Feng Shui is a type of folk work that originates in China. I feel most cultures have their own type of “feng shui” — however, I will focus on this particular type of geomancy (a form of deviation used by almost all cultures for positive impact upon one’s life).
Feng Shui attempts to harmonize and reorganize the energy in a person or persons’ environment to bring about positive energy.
Now, spring is a few weeks away and what spring represents for some is renewed change. Renewed change is necessary regardless of which facets of life the change occurs in – you just have to make the decision on which changes are best for you (but that is a more in-depth blog for another post).
So… what is spring feng shui?
When I “spring feng shui” I do a cleansing of my home with palo santo and white sage: I also spring feng shui by renewing my herb and seasoning rations in my kitchen.
That being said, refurbishing your herbs and seasonings stash is important for anyone using that uses them to flavor their food and for those who use natural herbs to create folk remedies.

- - - -

**Prompt A**
Rewrite the spring feng shui post from "Feng Shui is" up to and including "in my kitchen.", replacing "white sage" with "cedar".
**Prompt B**
Decide whether each statement below agrees with the spring feng shui post, and back each yes or no with the words from the post that settle it.
(i) Feng Shui originates in China.
(ii) The writer cleanses the home with lavender.
(iii) Spring is several months away.
**Prompt C**
Write a continuation of the spring feng shui post, starting after its final sentence.

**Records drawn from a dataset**

- - - -

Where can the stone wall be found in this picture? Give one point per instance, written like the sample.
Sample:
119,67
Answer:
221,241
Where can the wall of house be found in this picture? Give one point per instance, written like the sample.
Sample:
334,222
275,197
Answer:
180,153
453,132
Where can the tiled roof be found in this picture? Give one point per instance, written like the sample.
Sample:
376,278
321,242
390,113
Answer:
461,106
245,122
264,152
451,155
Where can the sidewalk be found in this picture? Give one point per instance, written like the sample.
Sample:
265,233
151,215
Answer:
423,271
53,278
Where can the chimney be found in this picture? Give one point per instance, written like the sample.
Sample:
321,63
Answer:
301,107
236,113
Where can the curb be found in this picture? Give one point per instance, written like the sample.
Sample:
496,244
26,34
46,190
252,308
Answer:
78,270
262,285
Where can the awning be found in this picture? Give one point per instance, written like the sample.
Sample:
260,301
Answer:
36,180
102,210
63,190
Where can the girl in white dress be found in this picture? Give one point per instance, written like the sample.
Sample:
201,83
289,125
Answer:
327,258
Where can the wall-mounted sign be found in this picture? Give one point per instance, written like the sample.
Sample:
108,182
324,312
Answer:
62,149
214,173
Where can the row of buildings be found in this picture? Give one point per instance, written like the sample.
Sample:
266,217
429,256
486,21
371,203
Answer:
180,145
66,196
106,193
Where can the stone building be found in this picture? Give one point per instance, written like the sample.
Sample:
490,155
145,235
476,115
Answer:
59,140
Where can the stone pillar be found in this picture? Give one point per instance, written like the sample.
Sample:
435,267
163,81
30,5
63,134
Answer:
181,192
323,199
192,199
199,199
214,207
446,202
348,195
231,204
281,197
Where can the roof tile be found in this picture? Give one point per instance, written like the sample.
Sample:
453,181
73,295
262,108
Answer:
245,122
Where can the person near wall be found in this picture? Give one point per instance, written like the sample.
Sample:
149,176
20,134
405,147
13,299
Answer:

- - - -

**Written reply A**
Feng Shui is a type of folk work that originates in China. I feel most cultures have their own type of “feng shui” — however, I will focus on this particular type of geomancy (a form of deviation used by almost all cultures for positive impact upon one’s life).
Feng Shui attempts to harmonize and reorganize the energy in a person or persons’ environment to bring about positive energy.
Now, spring is a few weeks away and what spring represents for some is renewed change. Renewed change is necessary regardless of which facets of life the change occurs in – you just have to make the decision on which changes are best for you (but that is a more in-depth blog for another post).
So… what is spring feng shui?
When I “spring feng shui” I do a cleansing of my home with palo santo and cedar: I also spring feng shui by renewing my herb and seasoning rations in my kitchen.

**Written reply B**
(i) Yes: "Feng Shui is a type of folk work that originates in China."
(ii) No: "I do a cleansing of my home with palo santo and white sage"
(iii) No: "spring is a few weeks away"

**Written reply C**
Why is it important?
Renewing your bounty of folk medicine ingredients brings the action of “old with the old and in with the new”, which can bring in good energy – especially concerning things that will be used on and inside the body.
Below are a few examples of how to Spring Feng Shui your kitchen:
- Clean out your cupboards and pantries – we all have old items/products that may have expired or we are not using anymore.
2. Make an inventory, either in your mind or on paper, of what newer
items you want to introduce into your kitchen vs which staple herbs
you will be keeping or throwing out.
3. Choose herbs that are beneficial for your folk medicine needs (ex: chamomile,
ginger, milk thristle, etc).
This is only a brief rundown on how to spring feng shui your kitchen space, however you will find that it can be the little things that can make a difference in so much of the bigger picture.